**Exercise aim**
With the line containing "sample | [110, 334]" as the start and the line containing "sample | [91, 337]" as the end, transcribe that span of the entries below exactly, including both.

++++++++++

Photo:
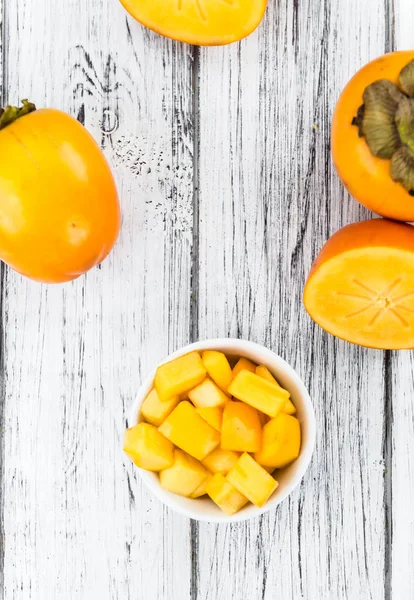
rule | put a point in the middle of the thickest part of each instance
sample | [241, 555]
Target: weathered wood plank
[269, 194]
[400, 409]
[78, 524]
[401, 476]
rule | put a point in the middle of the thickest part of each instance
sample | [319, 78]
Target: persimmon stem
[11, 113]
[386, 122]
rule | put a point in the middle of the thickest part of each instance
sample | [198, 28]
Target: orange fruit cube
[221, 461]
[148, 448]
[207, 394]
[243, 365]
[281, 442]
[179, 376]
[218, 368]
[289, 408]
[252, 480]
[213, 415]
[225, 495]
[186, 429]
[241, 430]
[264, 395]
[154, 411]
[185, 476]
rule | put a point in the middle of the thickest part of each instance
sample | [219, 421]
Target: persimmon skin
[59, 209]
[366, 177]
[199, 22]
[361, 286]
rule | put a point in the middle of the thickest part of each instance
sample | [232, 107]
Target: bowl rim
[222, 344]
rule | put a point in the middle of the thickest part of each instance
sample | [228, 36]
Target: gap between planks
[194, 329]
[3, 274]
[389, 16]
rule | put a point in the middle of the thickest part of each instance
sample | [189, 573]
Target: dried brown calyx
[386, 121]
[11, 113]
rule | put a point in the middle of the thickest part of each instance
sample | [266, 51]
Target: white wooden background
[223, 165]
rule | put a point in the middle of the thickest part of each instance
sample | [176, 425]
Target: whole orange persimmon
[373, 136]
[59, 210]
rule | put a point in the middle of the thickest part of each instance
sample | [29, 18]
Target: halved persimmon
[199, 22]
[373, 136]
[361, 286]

++++++++++

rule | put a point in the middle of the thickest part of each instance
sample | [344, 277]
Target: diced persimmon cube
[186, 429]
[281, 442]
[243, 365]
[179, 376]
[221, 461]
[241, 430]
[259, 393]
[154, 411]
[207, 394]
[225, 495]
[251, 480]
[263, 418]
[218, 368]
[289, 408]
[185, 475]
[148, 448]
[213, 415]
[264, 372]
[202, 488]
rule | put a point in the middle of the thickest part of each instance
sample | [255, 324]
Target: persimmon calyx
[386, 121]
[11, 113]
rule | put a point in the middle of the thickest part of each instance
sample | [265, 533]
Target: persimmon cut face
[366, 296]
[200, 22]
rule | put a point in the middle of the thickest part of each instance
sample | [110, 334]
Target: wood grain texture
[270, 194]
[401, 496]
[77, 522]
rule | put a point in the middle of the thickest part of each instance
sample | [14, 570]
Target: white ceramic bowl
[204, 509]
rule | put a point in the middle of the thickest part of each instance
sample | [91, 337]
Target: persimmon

++++++++++

**Written response**
sample | [110, 334]
Target: wood grain texture
[270, 194]
[401, 496]
[77, 522]
rule | put a point in the middle of the thickest part of each instance
sample | [14, 570]
Target: white ceramic bowl
[204, 509]
rule | put a point in the middle of the thickest part of each instance
sample | [91, 337]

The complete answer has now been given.